##### DATA FOR THIS EXERCISE

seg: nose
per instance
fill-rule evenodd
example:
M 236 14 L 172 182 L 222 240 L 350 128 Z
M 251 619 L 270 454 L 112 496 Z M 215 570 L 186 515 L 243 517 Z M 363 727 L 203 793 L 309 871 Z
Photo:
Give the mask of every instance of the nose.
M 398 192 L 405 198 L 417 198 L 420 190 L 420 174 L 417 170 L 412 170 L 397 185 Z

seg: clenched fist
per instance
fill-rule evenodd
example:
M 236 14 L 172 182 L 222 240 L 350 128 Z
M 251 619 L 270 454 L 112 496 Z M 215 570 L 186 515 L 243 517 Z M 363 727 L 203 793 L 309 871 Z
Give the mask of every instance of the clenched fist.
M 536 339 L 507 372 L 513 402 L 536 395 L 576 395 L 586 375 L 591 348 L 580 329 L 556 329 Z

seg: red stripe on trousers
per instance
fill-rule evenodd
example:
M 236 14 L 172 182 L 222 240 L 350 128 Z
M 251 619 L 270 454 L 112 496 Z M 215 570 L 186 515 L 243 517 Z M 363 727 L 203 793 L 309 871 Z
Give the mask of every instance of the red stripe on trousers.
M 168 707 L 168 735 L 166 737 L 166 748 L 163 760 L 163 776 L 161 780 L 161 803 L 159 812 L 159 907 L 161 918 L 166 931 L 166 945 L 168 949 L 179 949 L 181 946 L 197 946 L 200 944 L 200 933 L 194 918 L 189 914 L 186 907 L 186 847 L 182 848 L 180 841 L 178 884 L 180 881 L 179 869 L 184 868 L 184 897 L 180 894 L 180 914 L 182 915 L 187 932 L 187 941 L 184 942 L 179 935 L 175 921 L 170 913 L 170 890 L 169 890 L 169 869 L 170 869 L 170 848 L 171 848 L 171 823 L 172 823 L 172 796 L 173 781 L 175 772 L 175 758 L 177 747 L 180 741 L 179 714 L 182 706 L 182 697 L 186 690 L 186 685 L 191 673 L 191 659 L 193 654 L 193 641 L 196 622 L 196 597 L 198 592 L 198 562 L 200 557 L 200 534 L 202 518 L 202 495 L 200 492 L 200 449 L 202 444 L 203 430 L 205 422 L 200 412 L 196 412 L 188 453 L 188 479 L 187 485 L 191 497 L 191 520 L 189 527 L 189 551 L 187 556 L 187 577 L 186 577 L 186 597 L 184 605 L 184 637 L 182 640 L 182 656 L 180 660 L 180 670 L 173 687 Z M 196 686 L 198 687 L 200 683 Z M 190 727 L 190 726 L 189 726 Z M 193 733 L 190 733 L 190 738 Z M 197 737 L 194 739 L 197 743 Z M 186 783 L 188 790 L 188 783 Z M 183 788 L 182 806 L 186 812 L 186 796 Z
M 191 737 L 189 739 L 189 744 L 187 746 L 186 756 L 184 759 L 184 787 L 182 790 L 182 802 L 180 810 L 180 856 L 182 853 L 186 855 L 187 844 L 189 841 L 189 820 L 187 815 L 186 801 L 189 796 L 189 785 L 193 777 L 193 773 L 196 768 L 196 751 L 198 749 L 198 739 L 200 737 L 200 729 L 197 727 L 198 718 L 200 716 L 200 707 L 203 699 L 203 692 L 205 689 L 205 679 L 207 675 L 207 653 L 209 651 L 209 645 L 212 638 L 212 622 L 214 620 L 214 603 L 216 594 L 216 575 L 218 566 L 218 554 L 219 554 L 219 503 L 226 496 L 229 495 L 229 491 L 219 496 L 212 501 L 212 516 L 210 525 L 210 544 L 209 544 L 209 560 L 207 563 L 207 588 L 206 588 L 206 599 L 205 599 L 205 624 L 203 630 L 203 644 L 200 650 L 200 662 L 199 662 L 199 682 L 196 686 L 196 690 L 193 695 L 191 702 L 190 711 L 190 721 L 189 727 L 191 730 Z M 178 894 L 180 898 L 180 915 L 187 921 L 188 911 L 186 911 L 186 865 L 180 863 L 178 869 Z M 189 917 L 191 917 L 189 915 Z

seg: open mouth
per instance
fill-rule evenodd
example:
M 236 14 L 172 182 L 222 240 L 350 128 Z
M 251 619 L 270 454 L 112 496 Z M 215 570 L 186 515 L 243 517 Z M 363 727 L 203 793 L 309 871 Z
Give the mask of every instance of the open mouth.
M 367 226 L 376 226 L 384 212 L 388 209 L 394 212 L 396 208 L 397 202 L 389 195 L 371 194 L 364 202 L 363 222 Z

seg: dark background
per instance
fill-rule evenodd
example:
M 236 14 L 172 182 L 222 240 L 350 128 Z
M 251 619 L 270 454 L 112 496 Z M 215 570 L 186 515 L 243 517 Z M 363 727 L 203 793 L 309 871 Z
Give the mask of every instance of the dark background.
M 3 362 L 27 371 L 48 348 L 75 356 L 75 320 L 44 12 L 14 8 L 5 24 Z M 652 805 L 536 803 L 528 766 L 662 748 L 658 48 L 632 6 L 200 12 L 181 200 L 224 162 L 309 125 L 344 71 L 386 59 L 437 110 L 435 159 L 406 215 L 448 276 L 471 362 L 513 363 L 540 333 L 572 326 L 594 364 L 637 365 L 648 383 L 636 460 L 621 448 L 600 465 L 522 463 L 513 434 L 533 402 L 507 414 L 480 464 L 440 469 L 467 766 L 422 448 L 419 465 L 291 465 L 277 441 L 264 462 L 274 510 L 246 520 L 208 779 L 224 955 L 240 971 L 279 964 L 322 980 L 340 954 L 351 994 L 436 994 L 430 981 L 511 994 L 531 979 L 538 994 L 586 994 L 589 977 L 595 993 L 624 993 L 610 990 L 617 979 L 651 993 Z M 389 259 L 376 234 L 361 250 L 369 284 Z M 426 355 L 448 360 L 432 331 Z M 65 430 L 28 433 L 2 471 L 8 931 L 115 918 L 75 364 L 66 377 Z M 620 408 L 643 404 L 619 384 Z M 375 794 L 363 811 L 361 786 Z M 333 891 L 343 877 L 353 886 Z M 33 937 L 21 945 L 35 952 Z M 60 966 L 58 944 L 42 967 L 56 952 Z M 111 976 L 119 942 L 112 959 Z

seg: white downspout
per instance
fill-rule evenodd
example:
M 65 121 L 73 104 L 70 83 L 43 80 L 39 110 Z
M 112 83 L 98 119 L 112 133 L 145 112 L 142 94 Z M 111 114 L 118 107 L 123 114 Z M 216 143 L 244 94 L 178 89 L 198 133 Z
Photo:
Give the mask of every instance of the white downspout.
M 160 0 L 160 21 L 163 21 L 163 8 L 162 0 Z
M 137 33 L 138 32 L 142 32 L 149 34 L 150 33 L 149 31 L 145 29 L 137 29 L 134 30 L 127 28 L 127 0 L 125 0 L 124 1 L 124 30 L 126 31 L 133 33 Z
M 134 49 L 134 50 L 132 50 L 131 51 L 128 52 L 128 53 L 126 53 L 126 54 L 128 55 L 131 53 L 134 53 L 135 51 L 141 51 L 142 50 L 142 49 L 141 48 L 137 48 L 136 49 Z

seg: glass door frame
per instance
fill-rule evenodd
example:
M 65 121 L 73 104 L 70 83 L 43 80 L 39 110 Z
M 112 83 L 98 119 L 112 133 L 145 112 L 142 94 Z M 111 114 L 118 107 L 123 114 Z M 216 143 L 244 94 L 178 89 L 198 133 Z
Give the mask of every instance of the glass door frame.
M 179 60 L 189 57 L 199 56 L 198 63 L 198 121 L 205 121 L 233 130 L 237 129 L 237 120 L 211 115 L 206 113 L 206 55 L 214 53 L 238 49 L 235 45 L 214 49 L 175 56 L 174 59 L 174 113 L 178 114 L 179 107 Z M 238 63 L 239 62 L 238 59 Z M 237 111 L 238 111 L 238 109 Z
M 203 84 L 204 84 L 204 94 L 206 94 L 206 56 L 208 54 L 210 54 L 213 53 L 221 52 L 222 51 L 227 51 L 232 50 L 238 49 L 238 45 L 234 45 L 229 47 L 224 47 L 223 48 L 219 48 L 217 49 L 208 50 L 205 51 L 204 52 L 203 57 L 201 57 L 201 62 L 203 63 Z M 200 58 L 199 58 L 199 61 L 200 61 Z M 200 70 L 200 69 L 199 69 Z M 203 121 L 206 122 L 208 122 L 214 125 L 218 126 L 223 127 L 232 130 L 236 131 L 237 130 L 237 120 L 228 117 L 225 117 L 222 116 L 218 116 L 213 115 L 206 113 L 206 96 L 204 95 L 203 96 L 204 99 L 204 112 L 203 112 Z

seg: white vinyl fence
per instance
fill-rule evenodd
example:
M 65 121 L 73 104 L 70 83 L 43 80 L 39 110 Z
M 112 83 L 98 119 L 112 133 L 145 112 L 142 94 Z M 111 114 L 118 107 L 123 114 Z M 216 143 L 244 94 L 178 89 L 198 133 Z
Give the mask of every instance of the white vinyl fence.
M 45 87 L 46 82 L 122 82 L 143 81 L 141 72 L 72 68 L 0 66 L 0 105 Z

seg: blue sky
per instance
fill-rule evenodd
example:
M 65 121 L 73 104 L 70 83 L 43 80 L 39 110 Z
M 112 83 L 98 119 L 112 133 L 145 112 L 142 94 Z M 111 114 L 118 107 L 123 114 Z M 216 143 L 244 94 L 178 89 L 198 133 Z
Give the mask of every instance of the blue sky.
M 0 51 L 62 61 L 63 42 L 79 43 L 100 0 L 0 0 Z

##########

EXERCISE DETAILS. Copy the lines of the entries above word for word, starting at the line that contains "seg: white downspout" and ending at the line that contains "M 137 33 L 138". Include both of those lines.

SOLUTION TO THE EXERCISE.
seg: white downspout
per instance
fill-rule evenodd
example:
M 65 121 L 73 104 L 70 83 L 43 80 L 39 110 Z
M 112 83 L 98 119 L 112 133 L 145 112 L 142 94 Z M 111 114 L 118 107 L 123 114 Z M 216 143 L 244 94 L 178 89 L 198 133 Z
Photo:
Give the mask of every instance of the white downspout.
M 160 0 L 160 21 L 163 21 L 163 8 L 162 0 Z
M 137 33 L 138 32 L 142 32 L 149 34 L 150 33 L 149 31 L 145 29 L 137 29 L 134 30 L 127 28 L 127 0 L 125 0 L 124 1 L 124 30 L 126 31 L 133 33 Z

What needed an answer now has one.